--- start INPUT FOR THIS TASK ---
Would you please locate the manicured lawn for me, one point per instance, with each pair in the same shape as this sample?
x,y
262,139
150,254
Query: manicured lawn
--- end INPUT FOR THIS TASK ---
■ SHORT TASK: Arrange every row above as a numbered list, leaving out any blank lines.

■ FINAL RESULT:
1. Would you please locate the manicured lawn for me, one point per instance, with each pair in the same shape as this sample?
2. x,y
3. 262,139
4. 150,254
5. Query: manicured lawn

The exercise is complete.